■ TASK TO CARRY OUT
Write out the data exactly, please, and omit the pictures.

------ INPUT RECORDS

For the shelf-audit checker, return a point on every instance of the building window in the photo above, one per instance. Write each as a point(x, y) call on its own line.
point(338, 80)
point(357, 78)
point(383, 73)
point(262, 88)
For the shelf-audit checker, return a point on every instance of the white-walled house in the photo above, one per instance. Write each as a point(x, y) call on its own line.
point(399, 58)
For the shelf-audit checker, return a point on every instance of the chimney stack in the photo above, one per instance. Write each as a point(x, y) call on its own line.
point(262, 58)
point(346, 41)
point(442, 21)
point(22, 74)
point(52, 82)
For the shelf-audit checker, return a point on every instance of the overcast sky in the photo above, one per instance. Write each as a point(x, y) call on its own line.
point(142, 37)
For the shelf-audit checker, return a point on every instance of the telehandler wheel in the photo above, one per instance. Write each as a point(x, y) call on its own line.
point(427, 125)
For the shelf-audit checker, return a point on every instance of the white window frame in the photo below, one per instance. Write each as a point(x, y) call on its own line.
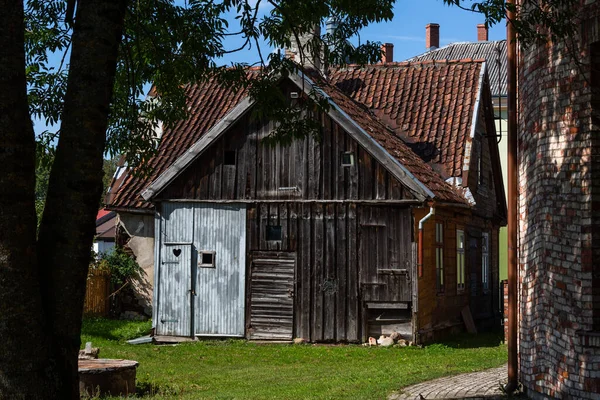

------------

■ RESPONSE TO THE EXERCISE
For the shelf-audit checker, return a point on every instance of the building window in the photo above, one per instance. Write each as a point(x, y) call on its own line.
point(338, 80)
point(357, 78)
point(383, 73)
point(262, 88)
For the shelf-audit checker, return a point on every instance of the white-walled house in the photo above, one per instance. Write each as a point(x, y) call on its own line.
point(399, 58)
For the shelf-audit checker, return a point on every instance of the chimney stack in the photo above, one per instance. Write each as a point(x, y) call on its own line.
point(262, 58)
point(346, 41)
point(442, 21)
point(22, 74)
point(52, 82)
For the shelf-audit checker, return a point on every instance of the overcast sky in the photo above, one per instance. Write each as a point(x, y) call on its own line.
point(142, 37)
For the shelf-audit checker, return a point on every instance of the telehandler wheel in the photo above, one per instance. Write each as a point(x, y) call on its own line.
point(427, 125)
For the shelf-audit checker, return a point on every instance of the white window frame in the photo below, one per instance. Write each as a point(x, y) call on its own line.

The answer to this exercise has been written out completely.